- _Assigned task 1_: Retype the saved entries from their first line through the line containing "negative clicks: (317, 349) (374, 300)", including both of those lines.

### Excerpt to read

Visiting Holocaust History in Eastern Europe: Part of every trip




I don't know exactly when it started for me, but I don't think it goes way back. I traveled to many European countries over the years and I don't recall it being so "central" for me. If it happened to be "on the way" or "easy to get to", I might have visited a site, a synagogue or another related place, but I did not go out of the way for this. That is until the past 5 or so years in which things have shifted for me. Today, I put such visits right smack in the middle of my "planning itinerary".


Even as we nudge ourselves to 80 years after, Eastern Europe, and to a certain degree, Western Europe as well, all house so much of the memory of how 6 million Jews went to their death, communities destroyed, culture wiped out, survivors emigrated. For me, I know that the passing of my father in 2019 and my doctoral dissertation on the second generation completed in 2023, both of these got me very focused in this respect: we are seeing the last remnants of the survivors leave us, memory is fading, we are drowning in struggles around current wars and events. If we don't make it our business to protect, salvage, remember and teach, who knows where we will be in 20 years down the road. If the Holocaust is important to remember- and for me it is both a sacred act and vitally essential as Jews and as human beings to do so- we must keep this at the top of our consciousness. Nothing is easier than to forget what we don't want to remember.


Hungary and Slovakia: engaging with the Shoah



With this in mind, it comes as no surprise to me that our recent visit of two weeks to Budapest and Slovakia, which was replete with beautiful nature, hospitable people, seamless getting around and wonderful weather, also had its "Shoah angle". The Holocaust legacy of my family has no connection to Hungary and Slovakia, so it came as a surprise that my "thirst" to connect here was strong and determined. The magnet of "learning about the Shoah" here pulled me right in from day one, with a free walking tour in Budapest, visit to a Holocaust museum and discussions with locals about this as well. It completely boggles the mind in a way that I just can't full describe: In Hungary between 15 May and 9 July 1944, over 434,000 Jews were deported on 147 trains, most of them to Auschwitz, where about 80 percent were gassed on arrival. The quick progress of the deportations was enabled by close cooperation between the Hungarian and German authorities. So late in the war, the Germans were clearly losing rapidly and yet they did not give up on killing the Jews as a major war goal. Hard to digest...

######
### Entries provided

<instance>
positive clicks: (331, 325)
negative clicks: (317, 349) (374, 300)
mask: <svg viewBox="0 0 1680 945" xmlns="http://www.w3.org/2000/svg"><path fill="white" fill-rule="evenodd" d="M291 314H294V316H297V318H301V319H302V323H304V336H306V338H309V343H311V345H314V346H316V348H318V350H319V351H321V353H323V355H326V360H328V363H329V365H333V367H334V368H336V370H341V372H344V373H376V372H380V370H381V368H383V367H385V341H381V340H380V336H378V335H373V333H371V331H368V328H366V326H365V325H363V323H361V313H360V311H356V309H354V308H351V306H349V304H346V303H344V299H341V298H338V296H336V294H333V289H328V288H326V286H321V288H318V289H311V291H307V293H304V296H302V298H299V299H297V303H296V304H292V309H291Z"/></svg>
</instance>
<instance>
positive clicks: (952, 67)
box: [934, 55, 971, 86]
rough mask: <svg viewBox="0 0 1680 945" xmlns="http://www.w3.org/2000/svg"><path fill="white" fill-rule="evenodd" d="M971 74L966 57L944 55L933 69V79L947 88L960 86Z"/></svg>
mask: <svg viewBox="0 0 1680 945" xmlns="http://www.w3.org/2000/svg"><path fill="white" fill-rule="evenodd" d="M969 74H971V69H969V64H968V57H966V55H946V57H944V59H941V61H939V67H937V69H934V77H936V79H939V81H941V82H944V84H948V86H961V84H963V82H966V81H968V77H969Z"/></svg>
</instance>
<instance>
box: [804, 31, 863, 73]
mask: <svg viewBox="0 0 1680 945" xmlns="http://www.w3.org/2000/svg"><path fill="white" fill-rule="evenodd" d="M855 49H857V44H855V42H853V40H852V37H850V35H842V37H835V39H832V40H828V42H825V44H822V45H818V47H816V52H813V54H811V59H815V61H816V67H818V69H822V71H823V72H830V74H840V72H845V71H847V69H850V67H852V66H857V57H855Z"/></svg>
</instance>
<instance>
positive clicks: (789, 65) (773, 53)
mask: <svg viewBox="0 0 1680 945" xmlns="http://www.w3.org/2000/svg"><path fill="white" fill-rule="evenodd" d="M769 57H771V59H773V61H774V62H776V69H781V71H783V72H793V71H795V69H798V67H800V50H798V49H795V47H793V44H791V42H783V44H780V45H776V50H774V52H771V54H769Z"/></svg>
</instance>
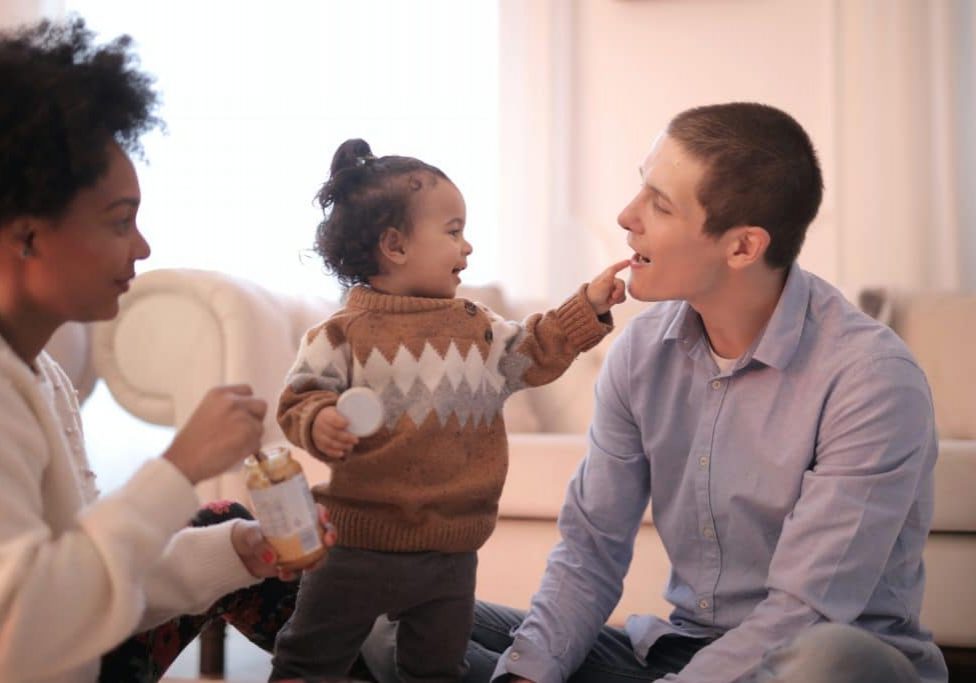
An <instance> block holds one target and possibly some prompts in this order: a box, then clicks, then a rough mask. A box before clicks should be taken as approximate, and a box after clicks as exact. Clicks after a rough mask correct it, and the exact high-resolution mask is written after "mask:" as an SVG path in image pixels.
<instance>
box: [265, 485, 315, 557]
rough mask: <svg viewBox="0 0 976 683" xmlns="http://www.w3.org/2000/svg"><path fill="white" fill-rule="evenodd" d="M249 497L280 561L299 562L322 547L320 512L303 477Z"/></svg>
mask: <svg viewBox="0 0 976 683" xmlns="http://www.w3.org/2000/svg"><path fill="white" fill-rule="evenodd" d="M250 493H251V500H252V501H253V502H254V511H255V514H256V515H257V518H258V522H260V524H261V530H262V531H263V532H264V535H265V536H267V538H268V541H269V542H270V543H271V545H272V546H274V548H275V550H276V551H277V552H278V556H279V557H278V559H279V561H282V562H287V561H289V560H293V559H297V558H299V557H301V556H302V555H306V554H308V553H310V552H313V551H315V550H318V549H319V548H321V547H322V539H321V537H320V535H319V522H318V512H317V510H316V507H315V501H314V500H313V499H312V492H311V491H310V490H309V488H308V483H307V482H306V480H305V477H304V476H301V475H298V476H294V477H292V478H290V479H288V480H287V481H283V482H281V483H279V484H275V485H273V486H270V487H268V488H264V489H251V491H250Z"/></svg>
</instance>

######

- _Assigned task 2_: In the piece on visiting Holocaust history in Eastern Europe, how many trains carried the Jews deported from Hungary between 15 May and 9 July 1944?

- _Response 1_:
<instance>
positive clicks: (331, 325)
negative clicks: (317, 349) (374, 300)

- _Response 2_: 147 trains.